WHAT YOU NEED TO DO — All of the records below must be reproduced exactly, minus any pictures.

TASK INPUTS —
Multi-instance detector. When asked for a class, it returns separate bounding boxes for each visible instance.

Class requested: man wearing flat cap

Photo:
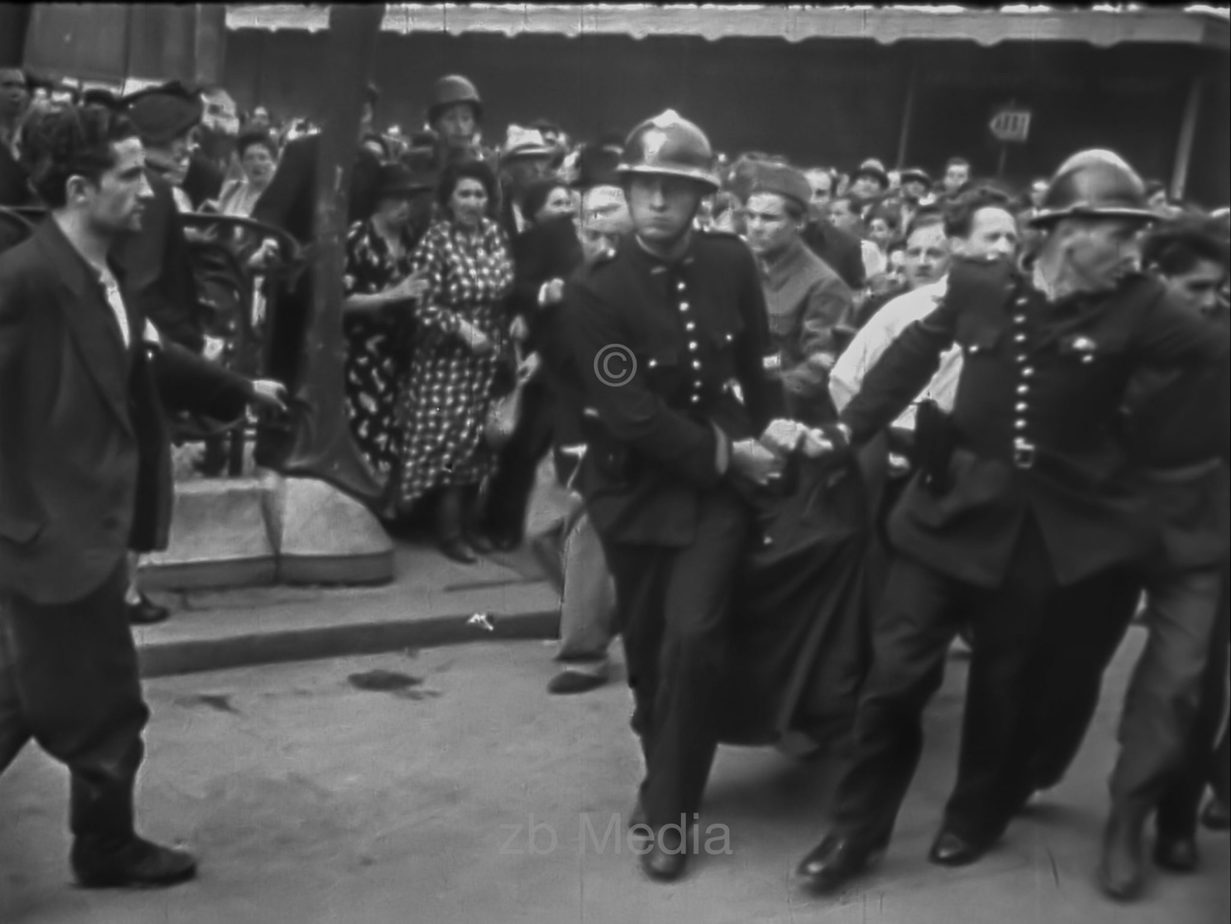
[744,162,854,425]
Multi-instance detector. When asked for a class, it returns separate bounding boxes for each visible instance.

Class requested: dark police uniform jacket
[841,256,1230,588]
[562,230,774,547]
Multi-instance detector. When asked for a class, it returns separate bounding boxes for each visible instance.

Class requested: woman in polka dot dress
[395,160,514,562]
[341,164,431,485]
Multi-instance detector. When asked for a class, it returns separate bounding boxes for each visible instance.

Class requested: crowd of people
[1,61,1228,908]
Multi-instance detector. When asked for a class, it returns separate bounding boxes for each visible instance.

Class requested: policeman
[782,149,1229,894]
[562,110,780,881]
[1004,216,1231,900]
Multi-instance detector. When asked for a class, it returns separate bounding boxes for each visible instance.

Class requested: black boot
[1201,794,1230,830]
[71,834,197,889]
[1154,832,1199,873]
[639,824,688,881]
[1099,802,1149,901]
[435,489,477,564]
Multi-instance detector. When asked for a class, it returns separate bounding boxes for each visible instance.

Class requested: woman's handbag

RESPONSE AREA —
Multi-instance detector. When asked for a class, it returns separate bounding boxes for each visible instance.

Class requested: man wearing flat cap

Photo:
[744,162,854,425]
Multi-instance detector. When asked for a class, it returns separate bounding boxes for each visible instance.

Class requested: dark police uniform jacket
[841,256,1230,588]
[562,230,774,547]
Multi-instance detector. When asked for a class, it returns separate bounding boxes for each visible instance.

Class requested: woman in polka dot dress
[395,160,514,562]
[341,164,431,485]
Multi-instance detector. When asked for a class, it returns separate bounding boxes for each visible instance.

Class requested: crowd of people
[1,61,1228,908]
Multi-instance detector. When asked for a class, it returns separate bounding boxes for each visible instance.

Class requested: policeman
[782,149,1229,894]
[562,110,780,881]
[1004,216,1231,900]
Multi-instance detector. When asked for a class, it returns separate bounding boxes for each visible instance.

Class requested: black boot
[1201,794,1230,830]
[71,834,197,889]
[1154,832,1199,873]
[639,824,688,881]
[1099,802,1149,901]
[435,489,477,564]
Multi-instance detector. When asked for a class, it returns separate bounding boxes for each visible instance.

Class requested: woman's handbag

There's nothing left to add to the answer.